One of the biggest issues is inflation, with its impact seen in central bank actions.
Som-lok Leung, executive director, IACPM

Despite the precarious picture that these numbers paint, the more complete picture gives reason for optimism, according to participants. Portfolio managers indicated that liquidity remains under control, with no significant signs of stress. Also, portfolio managers are not observing companies experiencing large drawdowns or resorting to tapping their revolving credit facilities, according to the IACPM release.

In this period of volatility, less creditworthy players will be affected by an unfavorable credit environment. With that level of uncertainty, it's very difficult to make business decisions, especially with many other issues stemming from the Iran war, Leung stated.

"One of the biggest issues is inflation, with its impact seen in central bank actions," he said. Once the effects seep into the economy, the first firms to be hit are the smaller, less creditworthy ones, which portfolio managers are watching carefully, he added.

Fitch Ratings' April 2026 "U.S. Corporate Distressed and Default Monitor" also warns of rising default risk amid ongoing geopolitical tensions. While the leveraged finance market remains active, it is facing "dual-shock stress" from the Iran conflict and structural disruptions in AI and software, putting pressure on both the primary and secondary loan and bond markets, the rating agency said.

Examining only bank activity fails to reveal the full extent of the Iran war's impact.

"We think the more important divergence is not within the IACPM data, but between the IACPM data and the private credit data," said Lakshmi Ganapathi, founder and senior researcher at the firm Unicus Research.

◆ Instructions:
(1) List every named organization mentioned in the credit-market article.
(2) Pick up the credit-market article after its final sentence and write one more paragraph.

◆ Material:
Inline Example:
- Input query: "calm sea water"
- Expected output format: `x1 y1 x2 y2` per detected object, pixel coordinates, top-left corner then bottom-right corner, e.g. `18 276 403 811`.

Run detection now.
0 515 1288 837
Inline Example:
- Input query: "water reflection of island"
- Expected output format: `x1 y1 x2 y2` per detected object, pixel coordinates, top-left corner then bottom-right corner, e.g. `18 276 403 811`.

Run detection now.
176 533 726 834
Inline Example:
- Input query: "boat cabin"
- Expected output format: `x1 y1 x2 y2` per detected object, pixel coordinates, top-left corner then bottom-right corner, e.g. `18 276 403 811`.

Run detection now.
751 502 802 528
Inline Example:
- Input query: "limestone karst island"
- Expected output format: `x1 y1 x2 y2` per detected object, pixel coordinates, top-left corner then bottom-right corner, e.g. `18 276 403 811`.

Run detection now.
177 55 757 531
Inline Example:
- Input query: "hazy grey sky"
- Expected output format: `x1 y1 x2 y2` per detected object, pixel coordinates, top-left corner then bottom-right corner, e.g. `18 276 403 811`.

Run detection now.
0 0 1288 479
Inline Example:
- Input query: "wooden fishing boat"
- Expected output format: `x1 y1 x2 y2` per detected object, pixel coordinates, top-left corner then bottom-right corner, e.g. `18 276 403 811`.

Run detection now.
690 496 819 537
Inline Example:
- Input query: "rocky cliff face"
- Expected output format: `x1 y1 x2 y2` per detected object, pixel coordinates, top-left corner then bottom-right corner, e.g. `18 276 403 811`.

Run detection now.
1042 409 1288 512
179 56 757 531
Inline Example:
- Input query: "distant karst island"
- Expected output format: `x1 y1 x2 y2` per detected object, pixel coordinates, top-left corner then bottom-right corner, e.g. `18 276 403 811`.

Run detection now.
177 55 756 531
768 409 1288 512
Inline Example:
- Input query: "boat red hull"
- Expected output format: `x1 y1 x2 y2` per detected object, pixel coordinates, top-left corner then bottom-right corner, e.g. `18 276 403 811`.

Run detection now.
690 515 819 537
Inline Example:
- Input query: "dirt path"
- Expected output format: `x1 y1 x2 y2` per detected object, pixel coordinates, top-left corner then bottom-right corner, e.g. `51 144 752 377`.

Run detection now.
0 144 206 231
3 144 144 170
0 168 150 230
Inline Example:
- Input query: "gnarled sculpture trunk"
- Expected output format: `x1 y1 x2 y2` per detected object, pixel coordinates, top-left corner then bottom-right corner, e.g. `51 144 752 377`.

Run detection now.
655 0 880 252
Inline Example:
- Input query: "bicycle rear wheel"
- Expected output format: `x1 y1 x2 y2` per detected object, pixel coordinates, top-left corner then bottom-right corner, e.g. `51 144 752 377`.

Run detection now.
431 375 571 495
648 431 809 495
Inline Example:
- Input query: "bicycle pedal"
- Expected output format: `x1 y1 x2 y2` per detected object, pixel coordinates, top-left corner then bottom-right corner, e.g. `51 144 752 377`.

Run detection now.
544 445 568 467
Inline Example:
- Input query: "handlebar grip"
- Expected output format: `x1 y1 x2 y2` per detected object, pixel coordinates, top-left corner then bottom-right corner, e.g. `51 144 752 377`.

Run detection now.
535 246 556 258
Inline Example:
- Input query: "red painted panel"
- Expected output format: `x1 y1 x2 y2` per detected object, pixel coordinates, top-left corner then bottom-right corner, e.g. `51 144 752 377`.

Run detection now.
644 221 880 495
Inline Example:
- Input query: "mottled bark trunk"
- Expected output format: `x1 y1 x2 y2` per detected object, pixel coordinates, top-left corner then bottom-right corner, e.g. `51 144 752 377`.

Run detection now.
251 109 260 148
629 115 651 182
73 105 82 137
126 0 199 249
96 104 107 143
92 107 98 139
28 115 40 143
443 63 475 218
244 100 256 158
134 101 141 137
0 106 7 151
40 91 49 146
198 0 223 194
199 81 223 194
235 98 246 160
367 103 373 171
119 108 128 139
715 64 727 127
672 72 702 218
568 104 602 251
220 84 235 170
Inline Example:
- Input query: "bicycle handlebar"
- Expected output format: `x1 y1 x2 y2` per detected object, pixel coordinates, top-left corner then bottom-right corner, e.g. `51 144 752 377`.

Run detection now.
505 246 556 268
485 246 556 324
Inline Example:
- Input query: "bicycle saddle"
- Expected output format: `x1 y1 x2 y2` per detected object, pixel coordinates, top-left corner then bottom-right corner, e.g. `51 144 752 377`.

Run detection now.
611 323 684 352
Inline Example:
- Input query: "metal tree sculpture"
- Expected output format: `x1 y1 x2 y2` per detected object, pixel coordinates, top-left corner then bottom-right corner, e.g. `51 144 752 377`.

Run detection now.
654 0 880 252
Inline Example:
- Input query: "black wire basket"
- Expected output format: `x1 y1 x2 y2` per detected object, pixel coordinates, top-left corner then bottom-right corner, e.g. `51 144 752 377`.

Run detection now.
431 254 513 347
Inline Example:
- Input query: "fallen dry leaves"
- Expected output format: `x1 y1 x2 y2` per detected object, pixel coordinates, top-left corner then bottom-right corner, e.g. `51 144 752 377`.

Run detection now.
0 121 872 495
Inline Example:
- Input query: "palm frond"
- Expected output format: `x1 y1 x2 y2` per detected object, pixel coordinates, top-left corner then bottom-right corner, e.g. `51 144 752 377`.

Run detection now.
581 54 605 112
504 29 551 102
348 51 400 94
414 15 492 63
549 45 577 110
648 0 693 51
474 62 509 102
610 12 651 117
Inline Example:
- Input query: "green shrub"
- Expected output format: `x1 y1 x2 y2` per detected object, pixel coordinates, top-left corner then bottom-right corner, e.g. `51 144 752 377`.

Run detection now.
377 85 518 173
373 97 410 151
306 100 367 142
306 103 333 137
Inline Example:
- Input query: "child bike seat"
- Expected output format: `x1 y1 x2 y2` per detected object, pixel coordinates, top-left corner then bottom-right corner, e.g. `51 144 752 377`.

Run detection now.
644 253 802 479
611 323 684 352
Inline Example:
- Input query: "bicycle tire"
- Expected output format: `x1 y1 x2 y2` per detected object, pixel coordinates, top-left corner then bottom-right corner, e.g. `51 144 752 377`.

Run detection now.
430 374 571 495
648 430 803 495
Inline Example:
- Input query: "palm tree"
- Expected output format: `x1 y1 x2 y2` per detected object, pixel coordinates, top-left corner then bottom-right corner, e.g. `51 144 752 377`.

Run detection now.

◆ Responses by task:
(1) IACPM, Fitch Ratings, Unicus Research

(2)
She explained that IACPM respondents are banks, insurers, and asset managers, which represent the syndicated and bank-held books. Here, liquidity discipline appears intact. By contrast, the non-traded Business Development Company (BDC) and interval fund segment has been activating redemption gates, she said. BDCs are closed-end investment funds that invest in small- and mid-sized private companies, while interval funds are SEC-registered, closed-end investment companies.

"The structural vulnerability sits in private credit, floating-rate borrowers, retail capital with an imperfect understanding of liquidity terms, and refinancing pressure into 2026," Ganapathi said, adding that it is key to remember that private credit has yet to undergo a credit cycle.

The IACPM's Credit Outlook Survey measures portfolio managers' expectations for credit spreads over the next three months, and how credit defaults in various sectors will change over the next year.

Responses are presented in a diffusion index from –100 to +100, measuring consensus. A +100 means all expect spreads to narrow and defaults to fall; –100 means all expect spreads to widen and defaults to rise; 0 means no clear consensus or that most expect no change.

The conflict hasn't stopped deals from happening. Companies still need to issue debt; the key is to find the most efficient way to do so.